QUOTED PASSAGE:
═══

In our opinion this error was reasonably calculated to create a greater sympathy for respondent, to influence the jury to make a larger award than it would otherwise have made, and thus cause the rendition of an improper judgment in this case. Rule 503, Texas Rules Civil Procedure; Texas Power & Light Co. v. Hering, 148 Texas 350, 224 S.W. 2d. 191.
On the second point we agree with petitioner that the trial court erred in refusing to permit its medical witness to manipulate respondent’s foot in an effort to show that there was no loss of motion as claimed. Respondent, while on the stand in the presence of the jury and at the suggestion of counsel, removed his shoes and socks and demonstrated to the jury he could not depress his foot below a horizontal position. Petitioner then sought to have its medical witness, by taking hold of the foot, to show that the member could be raised and lowered from the horizontal position. The objection made by respondent’s counsel and sustained by the court is as follows:
“We object to try to have a medical examination made here because the law provides a method and a way and we want our rights under the law.
“We have no objection to the doctor’s testifying about it, but if he goes to touch him we object.”
Petitioner contends that when the injured part has been bared and exhibited to the jury, in effect it was introduced in evidence and accordingly an examination and demonstration should have been permitted then and there. The rule is well stated in Kenney v. LaGrone, 62 S. W. 2d. 600, citing Chicago R. & I. T. Ry. Co. v. Langston, 19 Texas Civ. App. 568, 47 S. W. 1027, affirmed, 92 Texas 709, 51 S. W. 331, and many other authorities. While these cases deal with the right of an examination in the presence of the jury, nonetheless we think the holdings clearly encompass the right of the demonstration *204sought to be performed here. Respondent contends that this was in effect an attempt on petitioner’s part to have a physical examination made and to accomplish this he should have availed himself of the provisions of Section 4, Article 8307, Revised Civil Statutes. This contention was sustained by the Court of Civil Appeals.

═══

SOURCE DATA:
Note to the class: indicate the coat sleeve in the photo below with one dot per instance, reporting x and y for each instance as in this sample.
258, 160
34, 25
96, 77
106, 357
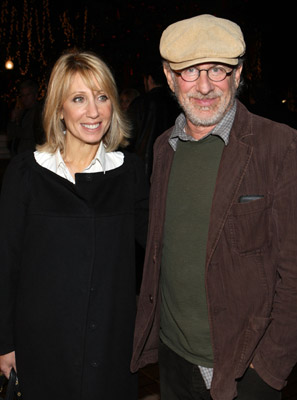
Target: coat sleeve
277, 351
12, 216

═══

YOUR ASSIGNMENT: Summarize the court opinion excerpt in two sentences.

RESULT: The court holds that one error was reasonably calculated to win sympathy for the respondent and a larger award, and it agrees with the petitioner that the trial court erred in refusing to let the petitioner's medical witness manipulate the respondent's foot to show there was no loss of motion. After the respondent bared his foot and showed the jury he could not depress it below horizontal, the petitioner argued the exhibited foot was in effect in evidence and open to demonstration, while the respondent maintained, as the Court of Civil Appeals agreed, that this was an attempted physical examination requiring use of Section 4, Article 8307, Revised Civil Statutes.